Trecho fornecido =>
2.2. Encaminhamentos metodológicos

Para a análise do documentário selecionamos alguns trechos que denominaremos de recortes e também momentos do processo de sua produção que foram anotados por nós, os quais denominaremos de conjunturas. Tais fragmentos foram escolhidos, pois são momentos que mais se denotam as relações com o saber.

Na análise foi composta uma matriz de três eixos: eixo do interdiscurso (a memória discursiva); eixo do intradiscurso (os dispositivos teóricos); eixo da relação com o saber. Os dois primeiros são derivados da AD. O interdiscurso representa os dizeres já-ditos e abstraídos em um montante de enunciações que, na sua soma, constituem o dizível.

Cada eixo representa as coordenadas de um plano cartesiano: x, y e z. Desta forma, o primeiro eixo da matriz (x) se refere à memória que faz parte desta produção do discurso. É chamada de memória discursiva - aquilo que fala antes, por si, em outra posição - ou seja, “o saber discursivo que torna possível todo dizer e que retorna sob a forma do preconstruído, o já-dito que está na base do dizível, sustentando cada tomada da palavra” (ORLANDI, 2012, p. 31).

São esses dizeres que buscamos compreender, objetos simbólicos produzindo sentidos. Assim, a interpretação se torna uma parte do todo, trabalhando os mecanismos, os limites que fazem parte dos processos de significação. Logo, não existe um “código” de interpretação que procura, no discurso, a verdade enquanto direcionamento e sim há construção de dispositivos teóricos (ORLANDI, 2012).

O segundo eixo da matriz (y) sustenta os dispositivos teóricos, já detalhados encontrados na análise do documentário, sendo eles: (1) polissemia, (2) Não dito, (3) deslocamento, (4) relação de forças, (5) formações imaginárias.

O terceiro eixo (z), por fim, refere-se à relação com o saber. Reiteramos que o intuito do trabalho está no âmbito da aprendizagem do aluno ao produzir o documentário, resultando em saberes. Buscamos, portanto, compreender os momentos em que o sujeito se aproxima do saber, ou seja, se desenvolve: relação epistêmica, relação pessoal e relação social, conforme explicado anteriormente.

Para uma visualização da análise do documentário com esses conceitos, construímos um cubo com legendas que apresentam as estratificações de cada eixo.

Fonte: Cazón (2016).

Figura 1 Representação dos eixos: dispositivos teóricos (y), interdiscurso (x) e relação com o saber (z) 

2.3. Gestos de análise

Na imagem do cubo há os posicionamentos de cada análise, representados por um número, iniciando por “1”. O mesmo número aparecerá em duas ou três faces diferentes, pois compreende a intersecção formada. É como se o número fosse ao interior do cubo até a intersecção.

Em cada análise haverá escrito, dentro de parênteses, o tempo dos minutos e segundos em que é possível ver o fato observado e que está sob análise.

2.3.1. Entrecruzamento1: polissemia - história - social

Recorte: Fragmentos entre os minutos 1:45 a 12:51 - Perguntas feitas para o pesquisador epara as pessoas do bairro: “o que é um cromossomo? Como ocorre uma síndrome? Se você soubesse que estaria esperando um filho com algum tipo de síndrome, como seria sua reação?”. Perguntas feitas para a mãe do garoto portador da Síndrome de Down.

Ação necessária 1 => Copie do trecho sobre a análise do documentário a parte entre "O terceiro eixo" e "de cada eixo.", inclusive.
Ação necessária 2 => Segundo o trecho sobre a análise do documentário, por que foram escolhidos os recortes e as conjunturas? Responda em uma a três frases.
Os registros abaixo provêm de outra fonte.

Dados de apontamento por expressão referencial =>

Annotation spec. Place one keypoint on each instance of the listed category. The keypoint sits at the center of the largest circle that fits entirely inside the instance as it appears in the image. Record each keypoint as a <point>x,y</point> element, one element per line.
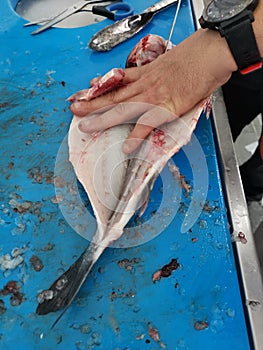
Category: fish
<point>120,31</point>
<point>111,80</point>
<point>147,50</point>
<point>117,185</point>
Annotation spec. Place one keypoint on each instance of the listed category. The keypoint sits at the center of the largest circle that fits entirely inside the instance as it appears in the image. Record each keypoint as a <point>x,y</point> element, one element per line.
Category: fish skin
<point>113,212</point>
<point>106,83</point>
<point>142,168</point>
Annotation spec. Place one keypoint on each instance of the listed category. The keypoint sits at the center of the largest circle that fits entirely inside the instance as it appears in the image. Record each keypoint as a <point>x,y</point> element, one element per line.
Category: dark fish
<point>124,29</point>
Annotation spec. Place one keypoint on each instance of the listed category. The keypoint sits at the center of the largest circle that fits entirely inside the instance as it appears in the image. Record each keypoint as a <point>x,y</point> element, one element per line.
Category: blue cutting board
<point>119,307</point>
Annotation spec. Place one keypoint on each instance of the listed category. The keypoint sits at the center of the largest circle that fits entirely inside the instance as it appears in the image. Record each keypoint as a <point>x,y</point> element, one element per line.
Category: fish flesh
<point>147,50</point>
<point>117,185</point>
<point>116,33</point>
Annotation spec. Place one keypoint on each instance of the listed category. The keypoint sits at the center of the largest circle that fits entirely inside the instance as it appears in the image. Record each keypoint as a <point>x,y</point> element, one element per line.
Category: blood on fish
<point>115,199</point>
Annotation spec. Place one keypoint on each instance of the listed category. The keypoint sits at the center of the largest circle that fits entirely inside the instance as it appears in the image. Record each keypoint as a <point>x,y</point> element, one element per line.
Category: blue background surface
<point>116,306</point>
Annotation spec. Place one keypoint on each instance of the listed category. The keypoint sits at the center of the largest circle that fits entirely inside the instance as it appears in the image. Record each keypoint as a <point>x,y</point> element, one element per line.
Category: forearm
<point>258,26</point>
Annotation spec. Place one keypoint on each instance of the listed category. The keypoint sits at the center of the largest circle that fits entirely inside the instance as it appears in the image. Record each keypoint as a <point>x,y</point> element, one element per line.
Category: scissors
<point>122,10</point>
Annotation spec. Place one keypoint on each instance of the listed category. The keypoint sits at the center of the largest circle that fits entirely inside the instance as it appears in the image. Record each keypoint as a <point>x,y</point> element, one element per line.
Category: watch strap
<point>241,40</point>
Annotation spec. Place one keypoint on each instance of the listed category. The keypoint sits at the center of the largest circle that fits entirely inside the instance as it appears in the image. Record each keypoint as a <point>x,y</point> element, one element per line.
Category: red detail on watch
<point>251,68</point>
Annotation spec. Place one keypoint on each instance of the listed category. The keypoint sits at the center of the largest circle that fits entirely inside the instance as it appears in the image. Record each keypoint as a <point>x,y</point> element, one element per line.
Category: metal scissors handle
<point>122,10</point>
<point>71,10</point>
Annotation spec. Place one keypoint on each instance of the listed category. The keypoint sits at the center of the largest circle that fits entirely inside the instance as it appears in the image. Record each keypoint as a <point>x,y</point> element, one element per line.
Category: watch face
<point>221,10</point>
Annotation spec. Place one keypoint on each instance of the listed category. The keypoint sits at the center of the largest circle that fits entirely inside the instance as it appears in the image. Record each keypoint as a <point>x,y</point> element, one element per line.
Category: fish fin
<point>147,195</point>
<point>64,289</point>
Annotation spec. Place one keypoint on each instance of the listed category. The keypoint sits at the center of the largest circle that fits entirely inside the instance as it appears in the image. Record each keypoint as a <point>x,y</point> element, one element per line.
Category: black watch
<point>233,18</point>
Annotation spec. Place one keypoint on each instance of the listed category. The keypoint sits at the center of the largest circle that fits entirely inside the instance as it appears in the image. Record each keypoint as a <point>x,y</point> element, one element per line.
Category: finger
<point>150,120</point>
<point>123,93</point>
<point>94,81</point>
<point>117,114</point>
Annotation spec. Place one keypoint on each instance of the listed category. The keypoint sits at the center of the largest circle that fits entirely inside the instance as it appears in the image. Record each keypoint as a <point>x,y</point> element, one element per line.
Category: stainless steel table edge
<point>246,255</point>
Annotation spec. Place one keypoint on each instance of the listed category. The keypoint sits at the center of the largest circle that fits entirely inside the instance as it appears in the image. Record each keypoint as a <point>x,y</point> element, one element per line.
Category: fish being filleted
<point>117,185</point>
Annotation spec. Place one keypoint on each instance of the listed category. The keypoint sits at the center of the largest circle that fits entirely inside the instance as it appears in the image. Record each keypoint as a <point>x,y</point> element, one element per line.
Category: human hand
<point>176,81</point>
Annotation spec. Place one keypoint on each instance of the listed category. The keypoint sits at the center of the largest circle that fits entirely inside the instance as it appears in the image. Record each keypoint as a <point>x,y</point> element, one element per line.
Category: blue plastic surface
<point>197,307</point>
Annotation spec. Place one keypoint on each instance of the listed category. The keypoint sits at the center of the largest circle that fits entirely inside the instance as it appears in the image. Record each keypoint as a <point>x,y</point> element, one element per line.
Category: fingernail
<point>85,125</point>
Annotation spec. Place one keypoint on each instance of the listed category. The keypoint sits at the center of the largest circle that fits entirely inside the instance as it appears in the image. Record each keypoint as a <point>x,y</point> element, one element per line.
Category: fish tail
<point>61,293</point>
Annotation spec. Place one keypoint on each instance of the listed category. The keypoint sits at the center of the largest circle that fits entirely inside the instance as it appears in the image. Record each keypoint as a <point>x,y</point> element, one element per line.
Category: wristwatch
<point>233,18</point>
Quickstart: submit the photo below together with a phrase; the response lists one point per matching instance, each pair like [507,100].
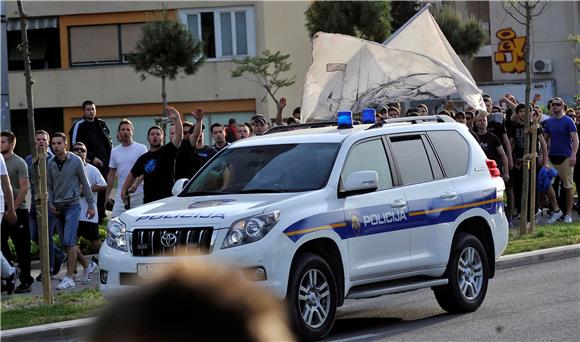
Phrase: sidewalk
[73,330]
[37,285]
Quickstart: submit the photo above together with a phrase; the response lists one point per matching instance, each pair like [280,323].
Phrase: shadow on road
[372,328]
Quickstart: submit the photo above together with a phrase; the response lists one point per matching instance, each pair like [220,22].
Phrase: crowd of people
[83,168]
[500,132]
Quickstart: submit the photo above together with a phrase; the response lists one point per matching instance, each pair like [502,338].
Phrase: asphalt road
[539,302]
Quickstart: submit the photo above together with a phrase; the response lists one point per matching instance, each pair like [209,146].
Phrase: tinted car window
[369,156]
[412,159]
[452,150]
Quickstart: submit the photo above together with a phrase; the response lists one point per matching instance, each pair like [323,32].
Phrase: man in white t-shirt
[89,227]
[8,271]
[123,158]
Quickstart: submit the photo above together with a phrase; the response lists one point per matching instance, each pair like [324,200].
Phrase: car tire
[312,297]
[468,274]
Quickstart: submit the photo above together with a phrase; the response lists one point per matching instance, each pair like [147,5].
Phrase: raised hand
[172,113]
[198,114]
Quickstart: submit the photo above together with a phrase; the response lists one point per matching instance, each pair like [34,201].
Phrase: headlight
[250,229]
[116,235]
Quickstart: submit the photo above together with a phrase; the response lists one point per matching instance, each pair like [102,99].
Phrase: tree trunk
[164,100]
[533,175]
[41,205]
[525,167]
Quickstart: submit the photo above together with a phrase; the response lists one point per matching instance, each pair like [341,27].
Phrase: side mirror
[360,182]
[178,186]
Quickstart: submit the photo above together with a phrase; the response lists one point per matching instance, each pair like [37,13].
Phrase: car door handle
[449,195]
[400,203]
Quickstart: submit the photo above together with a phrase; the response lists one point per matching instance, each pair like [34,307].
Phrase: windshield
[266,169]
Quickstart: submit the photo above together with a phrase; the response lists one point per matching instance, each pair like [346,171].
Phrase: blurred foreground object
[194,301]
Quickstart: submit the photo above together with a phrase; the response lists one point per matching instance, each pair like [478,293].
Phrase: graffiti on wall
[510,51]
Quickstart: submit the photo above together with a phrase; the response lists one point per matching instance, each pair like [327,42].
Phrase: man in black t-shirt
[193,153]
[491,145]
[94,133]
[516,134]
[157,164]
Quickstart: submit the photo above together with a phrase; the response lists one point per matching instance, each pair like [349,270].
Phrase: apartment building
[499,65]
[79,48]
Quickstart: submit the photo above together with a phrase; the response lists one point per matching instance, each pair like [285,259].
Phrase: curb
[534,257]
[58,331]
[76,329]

--

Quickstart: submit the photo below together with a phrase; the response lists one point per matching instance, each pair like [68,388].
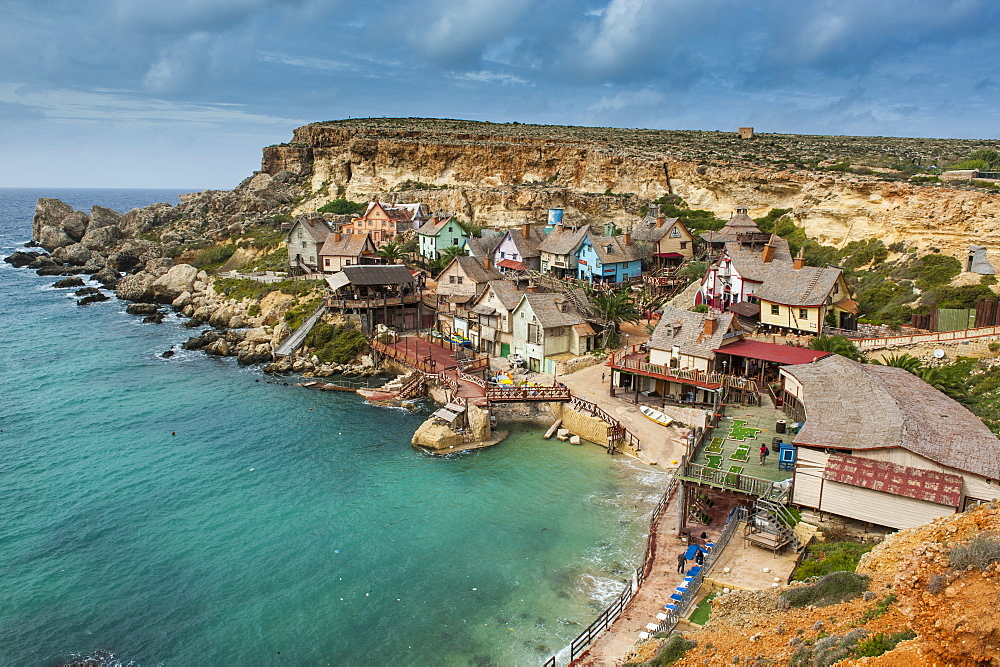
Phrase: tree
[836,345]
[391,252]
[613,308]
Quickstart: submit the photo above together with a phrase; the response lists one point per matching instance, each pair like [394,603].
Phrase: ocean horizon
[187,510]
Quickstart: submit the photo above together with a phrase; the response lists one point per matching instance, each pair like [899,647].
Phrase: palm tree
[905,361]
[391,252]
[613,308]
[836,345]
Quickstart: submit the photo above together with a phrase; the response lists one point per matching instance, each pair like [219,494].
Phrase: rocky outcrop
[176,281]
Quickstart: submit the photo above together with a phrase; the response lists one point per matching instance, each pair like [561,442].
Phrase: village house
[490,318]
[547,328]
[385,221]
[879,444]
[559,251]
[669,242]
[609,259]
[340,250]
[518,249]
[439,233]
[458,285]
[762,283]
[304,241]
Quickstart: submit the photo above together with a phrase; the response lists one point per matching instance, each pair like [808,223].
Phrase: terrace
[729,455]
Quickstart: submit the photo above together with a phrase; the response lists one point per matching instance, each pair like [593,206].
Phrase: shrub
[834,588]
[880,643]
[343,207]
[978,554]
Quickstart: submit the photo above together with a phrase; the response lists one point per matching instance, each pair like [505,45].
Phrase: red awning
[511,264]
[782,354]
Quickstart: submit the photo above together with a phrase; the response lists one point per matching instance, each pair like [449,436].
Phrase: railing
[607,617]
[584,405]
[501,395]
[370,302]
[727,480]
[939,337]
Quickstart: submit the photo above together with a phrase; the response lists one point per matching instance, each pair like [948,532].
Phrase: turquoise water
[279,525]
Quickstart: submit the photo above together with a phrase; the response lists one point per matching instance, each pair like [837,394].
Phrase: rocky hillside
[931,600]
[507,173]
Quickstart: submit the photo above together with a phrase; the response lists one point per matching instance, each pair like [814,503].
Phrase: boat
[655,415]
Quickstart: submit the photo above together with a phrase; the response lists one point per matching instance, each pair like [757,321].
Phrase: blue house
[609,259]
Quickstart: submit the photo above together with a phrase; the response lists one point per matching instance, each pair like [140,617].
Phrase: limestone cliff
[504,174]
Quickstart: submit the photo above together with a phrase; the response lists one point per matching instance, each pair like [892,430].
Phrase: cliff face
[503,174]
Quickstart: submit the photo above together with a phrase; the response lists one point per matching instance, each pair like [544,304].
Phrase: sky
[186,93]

==

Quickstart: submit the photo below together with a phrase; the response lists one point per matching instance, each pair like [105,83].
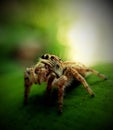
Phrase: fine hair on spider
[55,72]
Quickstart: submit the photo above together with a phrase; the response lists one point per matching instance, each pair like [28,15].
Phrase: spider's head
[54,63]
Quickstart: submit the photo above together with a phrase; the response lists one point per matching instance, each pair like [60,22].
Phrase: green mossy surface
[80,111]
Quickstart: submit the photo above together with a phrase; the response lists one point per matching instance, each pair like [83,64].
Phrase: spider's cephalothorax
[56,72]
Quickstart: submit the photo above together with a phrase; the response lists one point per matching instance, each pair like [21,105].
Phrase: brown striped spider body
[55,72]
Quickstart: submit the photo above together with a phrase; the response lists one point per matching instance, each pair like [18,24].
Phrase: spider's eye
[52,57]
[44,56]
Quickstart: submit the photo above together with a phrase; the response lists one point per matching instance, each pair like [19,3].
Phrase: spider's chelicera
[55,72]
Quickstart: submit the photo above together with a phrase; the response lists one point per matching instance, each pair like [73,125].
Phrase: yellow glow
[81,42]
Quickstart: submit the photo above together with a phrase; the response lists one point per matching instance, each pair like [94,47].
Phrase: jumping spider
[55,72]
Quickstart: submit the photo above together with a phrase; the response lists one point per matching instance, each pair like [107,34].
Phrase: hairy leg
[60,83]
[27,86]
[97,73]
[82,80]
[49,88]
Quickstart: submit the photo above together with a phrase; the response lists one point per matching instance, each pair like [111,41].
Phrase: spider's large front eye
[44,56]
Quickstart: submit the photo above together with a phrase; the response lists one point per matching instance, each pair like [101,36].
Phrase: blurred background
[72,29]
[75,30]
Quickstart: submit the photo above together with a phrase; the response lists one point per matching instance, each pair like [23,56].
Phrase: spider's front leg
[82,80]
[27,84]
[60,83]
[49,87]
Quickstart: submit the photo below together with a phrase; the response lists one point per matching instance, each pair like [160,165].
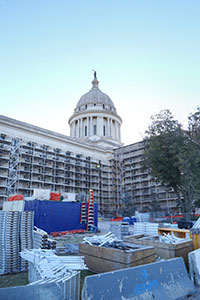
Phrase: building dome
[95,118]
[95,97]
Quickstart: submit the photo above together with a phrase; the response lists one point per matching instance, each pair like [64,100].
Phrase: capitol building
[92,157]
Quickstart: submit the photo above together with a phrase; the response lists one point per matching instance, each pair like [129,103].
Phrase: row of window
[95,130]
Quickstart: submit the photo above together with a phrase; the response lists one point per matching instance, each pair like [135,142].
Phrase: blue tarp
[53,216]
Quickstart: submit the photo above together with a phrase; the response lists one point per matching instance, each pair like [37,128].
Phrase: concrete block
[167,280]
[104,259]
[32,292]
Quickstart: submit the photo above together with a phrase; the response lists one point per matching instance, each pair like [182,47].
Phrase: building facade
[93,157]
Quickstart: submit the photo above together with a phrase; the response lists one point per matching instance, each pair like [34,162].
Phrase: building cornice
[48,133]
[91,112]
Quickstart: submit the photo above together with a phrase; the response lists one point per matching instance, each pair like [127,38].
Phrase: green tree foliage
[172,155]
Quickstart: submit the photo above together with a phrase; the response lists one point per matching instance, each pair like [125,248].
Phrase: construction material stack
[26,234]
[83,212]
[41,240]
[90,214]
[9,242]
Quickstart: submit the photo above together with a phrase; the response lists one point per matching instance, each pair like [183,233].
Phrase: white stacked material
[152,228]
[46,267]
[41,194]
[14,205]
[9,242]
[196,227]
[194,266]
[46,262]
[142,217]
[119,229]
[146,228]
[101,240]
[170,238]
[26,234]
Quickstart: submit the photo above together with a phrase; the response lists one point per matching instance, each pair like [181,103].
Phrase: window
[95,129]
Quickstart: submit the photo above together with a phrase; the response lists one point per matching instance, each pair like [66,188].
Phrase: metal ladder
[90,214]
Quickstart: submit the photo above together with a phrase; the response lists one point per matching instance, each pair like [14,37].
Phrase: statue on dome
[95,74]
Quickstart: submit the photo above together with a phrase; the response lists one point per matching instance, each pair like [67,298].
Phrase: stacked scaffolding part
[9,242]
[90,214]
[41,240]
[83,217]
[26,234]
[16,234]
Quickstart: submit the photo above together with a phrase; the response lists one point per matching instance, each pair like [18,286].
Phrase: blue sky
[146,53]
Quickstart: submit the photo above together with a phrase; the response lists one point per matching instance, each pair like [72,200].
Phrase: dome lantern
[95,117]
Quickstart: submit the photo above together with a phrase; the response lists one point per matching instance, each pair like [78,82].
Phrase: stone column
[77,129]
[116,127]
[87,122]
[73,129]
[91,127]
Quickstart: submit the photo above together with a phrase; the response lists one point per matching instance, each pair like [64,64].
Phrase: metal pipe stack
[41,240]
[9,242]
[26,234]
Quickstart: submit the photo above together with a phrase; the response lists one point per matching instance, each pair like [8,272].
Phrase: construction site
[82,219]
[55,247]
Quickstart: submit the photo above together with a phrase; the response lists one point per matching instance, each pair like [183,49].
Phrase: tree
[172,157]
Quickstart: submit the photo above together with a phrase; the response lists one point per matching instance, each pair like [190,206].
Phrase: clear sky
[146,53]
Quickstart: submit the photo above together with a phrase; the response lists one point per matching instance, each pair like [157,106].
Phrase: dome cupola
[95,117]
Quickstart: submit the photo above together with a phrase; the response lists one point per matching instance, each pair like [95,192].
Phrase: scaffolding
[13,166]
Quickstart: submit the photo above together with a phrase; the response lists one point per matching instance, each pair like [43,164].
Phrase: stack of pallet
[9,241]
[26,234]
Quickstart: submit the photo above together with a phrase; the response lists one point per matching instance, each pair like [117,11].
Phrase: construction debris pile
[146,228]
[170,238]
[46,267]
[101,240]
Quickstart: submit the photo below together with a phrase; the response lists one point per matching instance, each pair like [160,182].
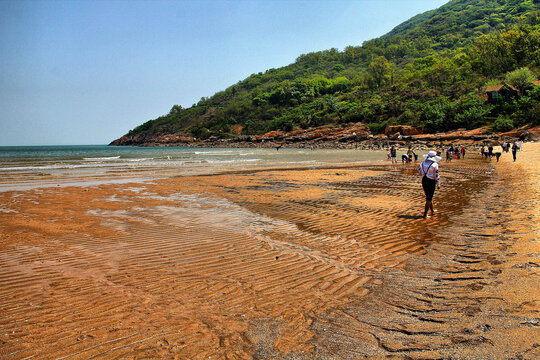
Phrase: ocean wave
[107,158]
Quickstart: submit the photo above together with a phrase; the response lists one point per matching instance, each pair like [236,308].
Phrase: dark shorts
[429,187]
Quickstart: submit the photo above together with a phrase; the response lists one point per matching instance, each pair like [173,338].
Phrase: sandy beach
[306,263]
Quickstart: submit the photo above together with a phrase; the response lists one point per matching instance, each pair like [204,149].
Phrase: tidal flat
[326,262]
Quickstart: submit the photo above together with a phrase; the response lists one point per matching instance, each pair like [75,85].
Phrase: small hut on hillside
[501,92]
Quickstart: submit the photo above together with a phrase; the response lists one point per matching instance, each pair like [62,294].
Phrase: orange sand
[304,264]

Solução escrita 1 =>
O terceiro eixo (z), por fim, refere-se à relação com o saber. Reiteramos que o intuito do trabalho está no âmbito da aprendizagem do aluno ao produzir o documentário, resultando em saberes. Buscamos, portanto, compreender os momentos em que o sujeito se aproxima do saber, ou seja, se desenvolve: relação epistêmica, relação pessoal e relação social, conforme explicado anteriormente.

Para uma visualização da análise do documentário com esses conceitos, construímos um cubo com legendas que apresentam as estratificações de cada eixo.

Solução escrita 2 => Foram escolhidos porque são os momentos em que mais se denotam as relações com o saber.